# Anexation



## SuckLead (Jul 4, 2006)

I know larger towns annexing smaller ones in NC seems to be the latest fad. Have any of you had this issue where you live? More specifically, have any of you fought and won? 

I ask because I heard it through the grapevine that Cary has it on their agenda to eat Morrisville. I live in Morrisville and refuse to live in Cary. And my family can't afford the costs of having everything switched over to Cary, either. It is my opinion that Cary is a model for Socialism and I don't want any part of it. In the eyes of the Cary government people like me are considered "riff-raff." So, needless to say, I want to fight and I want to do it right. And I want to start before it becomes common knowledge, this way when it becomes common knowledge we're ready to go. 

Any help??


----------



## Todd (Jul 3, 2006)

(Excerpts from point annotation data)
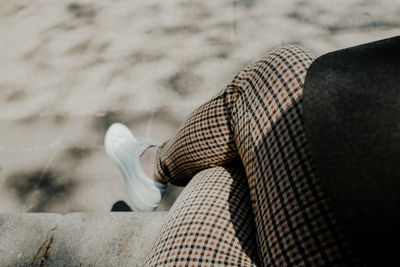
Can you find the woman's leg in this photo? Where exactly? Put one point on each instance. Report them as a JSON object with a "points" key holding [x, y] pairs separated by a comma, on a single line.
{"points": [[258, 120], [211, 223]]}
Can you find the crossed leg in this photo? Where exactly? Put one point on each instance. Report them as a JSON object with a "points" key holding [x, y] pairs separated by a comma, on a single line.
{"points": [[256, 121]]}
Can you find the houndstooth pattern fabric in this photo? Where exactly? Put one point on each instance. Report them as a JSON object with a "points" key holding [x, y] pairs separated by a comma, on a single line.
{"points": [[212, 223], [257, 119]]}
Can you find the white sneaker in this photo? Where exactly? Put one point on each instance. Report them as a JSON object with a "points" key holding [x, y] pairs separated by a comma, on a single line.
{"points": [[124, 149]]}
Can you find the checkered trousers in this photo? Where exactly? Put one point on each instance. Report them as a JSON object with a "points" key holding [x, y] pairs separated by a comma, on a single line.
{"points": [[257, 120]]}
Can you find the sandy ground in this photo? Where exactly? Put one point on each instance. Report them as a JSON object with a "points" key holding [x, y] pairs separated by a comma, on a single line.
{"points": [[70, 69]]}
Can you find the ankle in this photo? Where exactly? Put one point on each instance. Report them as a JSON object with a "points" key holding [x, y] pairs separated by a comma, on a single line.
{"points": [[148, 161]]}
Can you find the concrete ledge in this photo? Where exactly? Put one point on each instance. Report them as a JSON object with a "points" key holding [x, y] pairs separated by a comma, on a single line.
{"points": [[78, 239]]}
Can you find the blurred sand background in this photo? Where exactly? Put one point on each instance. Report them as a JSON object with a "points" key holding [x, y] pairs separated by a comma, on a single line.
{"points": [[70, 69]]}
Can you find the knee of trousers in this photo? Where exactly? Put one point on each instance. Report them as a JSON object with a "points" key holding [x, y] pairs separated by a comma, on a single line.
{"points": [[282, 70]]}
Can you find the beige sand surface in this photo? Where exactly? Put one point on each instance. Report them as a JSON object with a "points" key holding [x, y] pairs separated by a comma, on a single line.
{"points": [[70, 69]]}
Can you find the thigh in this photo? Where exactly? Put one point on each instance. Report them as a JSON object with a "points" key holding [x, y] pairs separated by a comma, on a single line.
{"points": [[210, 224]]}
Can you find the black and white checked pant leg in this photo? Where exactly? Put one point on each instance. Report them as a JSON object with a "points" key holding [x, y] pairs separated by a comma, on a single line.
{"points": [[256, 121]]}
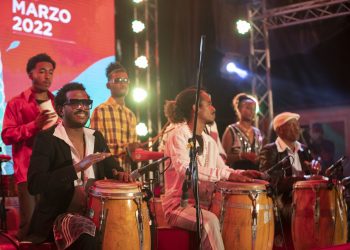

> Required actions
1. According to the annexation thread, which town does the poster hear Cary intends to annex?
2. Condense the paragraph of the annexation thread beginning "I ask because I heard it through the grapevine" into a short bulleted list that keeps its main facts.
3. From the annexation thread, copy out the stretch from "## SuckLead (Jul" through "(Jul 3, 2006)".
The listing is separate material and has no connection to the annexation thread.

> Final answers
1. Morrisville

2.
- The poster has heard unofficially that Cary plans to annex Morrisville.
- The poster lives in Morrisville and refuses to live in Cary, and the family cannot afford the cost of switching everything over to Cary.
- The poster considers Cary a model for socialism and believes its government views people like the poster as "riff-raff."
- The poster wants to fight the annexation properly, starting before it becomes common knowledge so as to be ready when it does.

3.
## SuckLead (Jul 4, 2006)

I know larger towns annexing smaller ones in NC seems to be the latest fad. Have any of you had this issue where you live? More specifically, have any of you fought and won? 

I ask because I heard it through the grapevine that Cary has it on their agenda to eat Morrisville. I live in Morrisville and refuse to live in Cary. And my family can't afford the costs of having everything switched over to Cary, either. It is my opinion that Cary is a model for Socialism and I don't want any part of it. In the eyes of the Cary government people like me are considered "riff-raff." So, needless to say, I want to fight and I want to do it right. And I want to start before it becomes common knowledge, this way when it becomes common knowledge we're ready to go. 

Any help??


----------



## Todd (Jul 3, 2006)